▶ [Work instructions] What you return should be every line of the material, unchanged.

▶ [Exercise materials]
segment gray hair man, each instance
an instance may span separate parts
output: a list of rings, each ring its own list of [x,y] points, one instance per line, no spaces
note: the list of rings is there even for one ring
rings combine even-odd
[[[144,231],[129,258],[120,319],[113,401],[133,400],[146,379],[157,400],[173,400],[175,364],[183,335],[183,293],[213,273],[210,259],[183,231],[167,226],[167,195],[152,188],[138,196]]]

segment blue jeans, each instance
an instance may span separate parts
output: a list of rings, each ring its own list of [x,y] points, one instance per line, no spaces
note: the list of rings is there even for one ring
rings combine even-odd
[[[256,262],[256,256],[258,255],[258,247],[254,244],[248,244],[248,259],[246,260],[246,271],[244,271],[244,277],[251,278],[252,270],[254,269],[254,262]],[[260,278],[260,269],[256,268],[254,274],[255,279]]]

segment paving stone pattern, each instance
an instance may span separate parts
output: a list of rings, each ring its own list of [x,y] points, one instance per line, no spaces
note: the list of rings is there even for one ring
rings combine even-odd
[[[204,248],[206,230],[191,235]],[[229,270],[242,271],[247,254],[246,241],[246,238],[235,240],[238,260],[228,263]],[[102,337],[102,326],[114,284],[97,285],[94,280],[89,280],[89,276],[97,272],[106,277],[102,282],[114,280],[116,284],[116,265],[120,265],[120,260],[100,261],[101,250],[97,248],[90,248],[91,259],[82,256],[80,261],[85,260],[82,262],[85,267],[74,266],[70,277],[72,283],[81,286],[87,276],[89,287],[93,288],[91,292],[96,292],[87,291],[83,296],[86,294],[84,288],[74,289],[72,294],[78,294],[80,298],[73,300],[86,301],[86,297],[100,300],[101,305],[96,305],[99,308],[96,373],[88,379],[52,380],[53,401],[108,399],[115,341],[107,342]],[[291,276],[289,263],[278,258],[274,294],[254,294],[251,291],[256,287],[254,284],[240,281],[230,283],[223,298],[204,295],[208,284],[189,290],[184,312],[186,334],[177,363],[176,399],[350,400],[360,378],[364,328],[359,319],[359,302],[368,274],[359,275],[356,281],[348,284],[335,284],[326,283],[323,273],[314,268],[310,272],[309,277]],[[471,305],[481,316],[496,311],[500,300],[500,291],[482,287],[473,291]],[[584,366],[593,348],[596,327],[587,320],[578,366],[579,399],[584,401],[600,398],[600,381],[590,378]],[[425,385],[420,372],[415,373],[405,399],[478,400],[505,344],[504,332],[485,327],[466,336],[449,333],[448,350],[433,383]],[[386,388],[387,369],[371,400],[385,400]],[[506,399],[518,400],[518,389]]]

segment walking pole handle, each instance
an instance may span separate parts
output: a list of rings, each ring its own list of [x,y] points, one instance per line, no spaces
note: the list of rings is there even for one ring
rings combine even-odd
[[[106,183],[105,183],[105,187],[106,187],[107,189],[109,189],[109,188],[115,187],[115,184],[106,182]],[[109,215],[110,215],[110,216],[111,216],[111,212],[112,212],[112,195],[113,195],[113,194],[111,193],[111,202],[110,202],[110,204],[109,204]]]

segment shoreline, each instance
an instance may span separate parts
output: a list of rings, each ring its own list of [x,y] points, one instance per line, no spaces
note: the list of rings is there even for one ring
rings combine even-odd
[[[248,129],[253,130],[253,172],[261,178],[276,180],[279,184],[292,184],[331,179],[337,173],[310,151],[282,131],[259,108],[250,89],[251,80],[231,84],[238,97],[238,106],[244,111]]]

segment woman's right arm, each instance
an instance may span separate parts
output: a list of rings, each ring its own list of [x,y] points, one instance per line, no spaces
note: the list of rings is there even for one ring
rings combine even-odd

▶ [Result of the exercise]
segment gray hair man, each instance
an instance may span separate parts
output: a list of rings, each ring its own list of [x,y] points, one instance per line, no spaces
note: the list of rings is there even for one ring
rings combine even-odd
[[[144,231],[129,258],[120,319],[113,401],[133,400],[146,379],[157,400],[173,400],[175,364],[183,335],[183,293],[213,273],[210,259],[183,231],[167,226],[167,195],[152,188],[138,196]]]

segment blue jeans, each instance
an instance may span separate parts
output: a list of rings, each ring its own list of [x,y] points, one instance per line, no spaces
note: the list of rings is there even for one ring
rings combine even-odd
[[[256,262],[256,256],[258,255],[258,247],[254,244],[248,244],[248,259],[246,260],[246,271],[244,271],[244,277],[251,278],[252,270],[254,269],[254,262]],[[260,278],[260,269],[256,268],[254,274],[255,279]]]

segment paving stone pattern, each instance
an instance may span separate parts
output: a list of rings, each ring its own list of [x,y] points, one instance per line, no spaces
note: the list of rings is there even for one ring
rings combine even-odd
[[[204,248],[206,230],[191,235]],[[229,270],[242,271],[247,254],[246,241],[246,238],[235,240],[238,260],[228,263]],[[102,337],[102,326],[114,284],[97,285],[94,280],[89,280],[89,276],[97,272],[106,277],[102,282],[114,280],[116,284],[116,265],[120,265],[120,260],[100,261],[101,250],[97,248],[90,248],[91,259],[82,256],[80,261],[85,260],[82,262],[85,267],[74,266],[70,277],[72,283],[81,286],[87,276],[89,287],[93,288],[91,292],[96,292],[87,291],[83,296],[86,294],[84,288],[74,289],[72,294],[78,294],[80,298],[73,300],[86,301],[86,297],[100,300],[101,305],[96,305],[99,308],[96,373],[88,379],[52,380],[53,401],[108,399],[115,341],[107,342]],[[291,276],[289,263],[278,258],[274,294],[254,294],[251,291],[256,287],[254,284],[240,281],[230,283],[223,298],[204,295],[208,284],[189,290],[184,312],[186,334],[177,363],[176,399],[350,400],[360,378],[364,328],[359,319],[359,302],[368,274],[359,275],[356,281],[348,284],[335,284],[326,283],[323,273],[314,268],[310,272],[309,277]],[[471,305],[481,316],[496,311],[500,300],[500,291],[482,287],[473,291]],[[584,366],[593,348],[596,327],[587,320],[578,366],[579,399],[584,401],[600,398],[600,381],[590,378]],[[425,385],[420,372],[415,373],[405,399],[478,400],[505,344],[504,332],[485,327],[466,336],[449,333],[448,350],[433,383]],[[386,388],[387,369],[371,400],[385,400]],[[506,399],[518,400],[518,389]]]

segment walking pole handle, each instance
an instance may span separate parts
output: a list of rings, each ring its own list of [x,y] points, one instance per line, no spaces
note: the list of rings is there even for one ring
rings combine even-odd
[[[106,183],[105,183],[105,187],[106,187],[107,189],[109,189],[109,188],[115,187],[115,184],[106,182]],[[109,215],[110,215],[110,216],[111,216],[111,212],[112,212],[112,195],[113,195],[113,194],[111,193],[111,202],[110,202],[110,204],[109,204]]]

segment shoreline, each instance
an instance may span separate parts
output: a list of rings, each ring its own list of [x,y] points, one instance per line, no spaces
note: the list of rings is there even for one ring
rings combine even-odd
[[[248,129],[253,130],[253,172],[261,178],[276,180],[279,184],[292,184],[331,179],[337,173],[310,151],[282,131],[259,108],[250,89],[251,80],[231,84],[238,97],[238,106],[244,111]]]

segment woman's right arm, each instance
an instance may span separate parts
output: a list of rings, each ring its own list of [x,y] points, one instance per line, no spaces
note: the list of rings is there even for one ring
rings combine even-odd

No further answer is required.